Return the records exactly as they are.

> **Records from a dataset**
<<<<

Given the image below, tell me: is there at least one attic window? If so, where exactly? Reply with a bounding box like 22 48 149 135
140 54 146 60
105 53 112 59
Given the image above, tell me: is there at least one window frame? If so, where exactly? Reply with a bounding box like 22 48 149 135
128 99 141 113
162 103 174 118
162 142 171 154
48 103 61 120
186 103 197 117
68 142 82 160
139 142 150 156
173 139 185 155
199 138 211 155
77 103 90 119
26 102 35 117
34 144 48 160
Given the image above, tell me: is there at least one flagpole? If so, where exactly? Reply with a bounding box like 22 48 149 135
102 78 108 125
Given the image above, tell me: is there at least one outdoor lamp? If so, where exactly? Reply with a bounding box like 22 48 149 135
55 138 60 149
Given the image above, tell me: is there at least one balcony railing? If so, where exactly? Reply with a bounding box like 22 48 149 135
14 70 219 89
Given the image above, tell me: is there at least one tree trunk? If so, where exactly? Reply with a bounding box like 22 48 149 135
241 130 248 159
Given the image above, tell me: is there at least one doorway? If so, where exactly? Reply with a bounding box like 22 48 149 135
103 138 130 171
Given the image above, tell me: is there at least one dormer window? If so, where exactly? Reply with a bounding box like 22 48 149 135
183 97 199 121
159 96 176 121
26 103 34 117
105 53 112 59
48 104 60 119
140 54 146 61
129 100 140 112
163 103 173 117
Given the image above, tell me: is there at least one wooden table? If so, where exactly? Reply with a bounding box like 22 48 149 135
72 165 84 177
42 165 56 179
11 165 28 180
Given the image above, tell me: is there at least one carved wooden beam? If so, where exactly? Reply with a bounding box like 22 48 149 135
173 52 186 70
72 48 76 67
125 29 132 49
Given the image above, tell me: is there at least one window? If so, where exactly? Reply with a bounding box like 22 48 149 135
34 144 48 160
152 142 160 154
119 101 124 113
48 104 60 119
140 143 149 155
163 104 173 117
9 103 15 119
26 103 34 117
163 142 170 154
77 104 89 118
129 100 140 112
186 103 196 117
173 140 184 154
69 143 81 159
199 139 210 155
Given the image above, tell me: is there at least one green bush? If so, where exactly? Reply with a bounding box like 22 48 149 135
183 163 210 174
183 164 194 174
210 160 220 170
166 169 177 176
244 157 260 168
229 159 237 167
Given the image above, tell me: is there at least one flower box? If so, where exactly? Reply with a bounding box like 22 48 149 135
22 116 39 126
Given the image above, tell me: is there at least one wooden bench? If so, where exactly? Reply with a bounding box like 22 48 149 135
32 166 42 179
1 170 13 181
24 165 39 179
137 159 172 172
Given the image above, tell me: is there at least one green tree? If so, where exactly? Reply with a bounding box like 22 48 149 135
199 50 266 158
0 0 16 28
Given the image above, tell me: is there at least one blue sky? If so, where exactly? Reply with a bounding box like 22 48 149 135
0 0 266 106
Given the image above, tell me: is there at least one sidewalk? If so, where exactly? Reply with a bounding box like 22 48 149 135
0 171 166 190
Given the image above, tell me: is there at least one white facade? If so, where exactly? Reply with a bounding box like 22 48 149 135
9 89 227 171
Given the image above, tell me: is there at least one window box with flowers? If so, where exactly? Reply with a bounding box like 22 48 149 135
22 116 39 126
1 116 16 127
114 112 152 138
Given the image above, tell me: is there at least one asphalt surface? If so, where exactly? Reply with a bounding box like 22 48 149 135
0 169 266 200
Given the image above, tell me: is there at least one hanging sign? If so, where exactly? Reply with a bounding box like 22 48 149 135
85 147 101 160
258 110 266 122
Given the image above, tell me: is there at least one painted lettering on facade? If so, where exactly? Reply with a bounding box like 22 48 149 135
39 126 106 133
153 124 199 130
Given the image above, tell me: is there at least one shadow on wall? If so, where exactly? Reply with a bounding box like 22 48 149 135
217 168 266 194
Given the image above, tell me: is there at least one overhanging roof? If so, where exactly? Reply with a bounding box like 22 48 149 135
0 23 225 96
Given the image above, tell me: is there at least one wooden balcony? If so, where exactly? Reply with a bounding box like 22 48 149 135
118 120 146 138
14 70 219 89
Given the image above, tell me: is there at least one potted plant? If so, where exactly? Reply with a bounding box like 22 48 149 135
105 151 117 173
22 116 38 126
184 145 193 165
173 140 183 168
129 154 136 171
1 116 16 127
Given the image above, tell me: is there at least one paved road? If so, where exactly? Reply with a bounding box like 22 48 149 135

>>>>

> **The solution**
Given the image below, tell me: is there at least one attic window? If so, where exactly? Reply with a bounding box like 22 48 149 135
140 54 146 60
105 53 112 59
Given the image above, tell me: is there at least one window frame? If so, where exactly? Reply with a bounding box like 22 48 149 135
128 99 141 113
162 103 174 118
162 142 171 154
48 103 61 120
186 103 197 117
68 142 82 160
139 142 150 156
173 139 185 155
199 138 211 155
77 103 90 119
26 102 35 117
34 144 48 160
Given the image above, tell me: is there at least one flagpole? If so, where exactly? Reply with a bounding box like 22 48 149 135
102 78 108 125
Given the image above, tell me: is there at least one outdoor lamp? If so, where exactly? Reply with a bounding box like 22 48 149 135
55 138 60 149
Given the image above, tell me: is there at least one balcony railing? If so, where exactly? Reply with a bounding box like 22 48 149 135
14 70 219 89
Given the image above, tell me: is there at least one tree trunk? If so, where exactly? Reply with a bounding box like 22 48 149 135
241 130 248 159
Given the image above, tell me: is there at least one doorway? If so, where exactly? Reply with a bounding box like 22 48 149 135
103 138 130 171
Given the image above, tell me: is there at least one dormer window? If so, where exactly? Reply with a bounding box like 22 48 149 135
183 97 199 121
159 96 176 121
26 103 34 117
105 53 112 59
48 104 60 119
140 54 146 61
129 100 140 112
163 103 173 117
Given the image above, tell me: is there at least one wooden table? If so, where exactly? Reply with a bounding box like 22 48 149 135
72 165 84 177
42 165 56 179
11 165 28 180
Given the image above, tell me: is there at least one carved wooden beam? If so, where exactly? Reply with a bounding box like 22 48 149 135
173 52 186 70
72 48 76 67
125 29 132 49
Given the image above, tell me: is there at least one window? If so, where exactly? Reply with a bounding box like 22 48 149 135
34 144 48 160
152 142 160 154
119 101 124 113
48 104 60 119
140 143 149 155
163 104 173 117
9 103 15 119
26 103 34 117
163 142 170 154
77 104 89 118
129 100 140 112
186 103 196 117
173 140 184 154
69 143 81 159
199 139 210 155
Given the image above, tell me: is there at least one green bush? If so, where exactly? Reply with a bounding box like 22 48 149 135
183 163 210 174
183 164 194 174
210 160 220 170
166 169 177 176
244 157 260 168
229 159 237 167
Given the image above, tell me: is there at least one flower box? If so, where exactly? Reply with a bounding box like 22 48 149 135
22 116 39 126
Given the image above, tell me: is there at least one wooden bench? If so, where exactly? Reply with a bounding box like 22 48 149 135
32 166 42 179
1 170 13 181
24 165 39 179
137 159 172 172
Given the image above, tell me: is there at least one green tree? If so, where exactly? Reply with a bounding box like 22 48 149 135
199 50 266 158
0 0 16 28
Given the image above, tell me: is there at least one blue sky? If so, where exactly? Reply with a bounding box like 22 48 149 135
0 0 266 106
Given the image above, tell me: is there at least one sidewalk? If so, where exactly? Reply with a bounding box like 22 48 149 135
0 171 166 190
Given the image above, tell me: is there at least one white facade? If so, where exactly? Reply with a bounding box like 22 48 149 135
9 89 227 171
Given the image above, tell me: is there at least one window box with flowers? If so, where exactly? Reply with a bounding box like 22 48 149 135
22 116 39 126
1 116 16 127
114 112 152 138
Given the image above, tell me: is there at least one asphalt surface? If so, where exactly? Reply with a bounding box like 22 48 149 135
0 169 266 200
Given the image above, tell me: is there at least one hanging sign? If so, where exactly? Reply with a bounding box like 22 48 149 135
85 147 101 160
258 110 266 122
Given the image above, tell me: is there at least one painted lettering on facade? If so, where exactly? Reply with a bounding box like 22 48 149 135
39 126 106 133
153 124 199 130
Given the image above, tell me: is there at least one shadow on wall? If so, where exactly? Reply with a bounding box like 22 48 149 135
217 168 266 194
Given the image above, tell me: is there at least one overhanging roof? If so, where exactly? Reply with a bounding box like 22 48 149 135
0 23 225 96
Given the image above, tell me: is there at least one wooden balcony? If so, where exactly? Reply with a bounding box like 22 48 149 135
118 120 146 138
14 70 219 89
Given the image above, tell me: is there at least one potted plant? If so, where exactly? Reply with a bounding box like 22 48 149 135
105 151 117 173
22 116 38 126
184 145 193 165
173 140 183 168
129 154 136 171
1 116 16 127
Given the image above, tell me: is there at least one paved road? If so, where exactly? Reply with a bounding box like 22 48 149 135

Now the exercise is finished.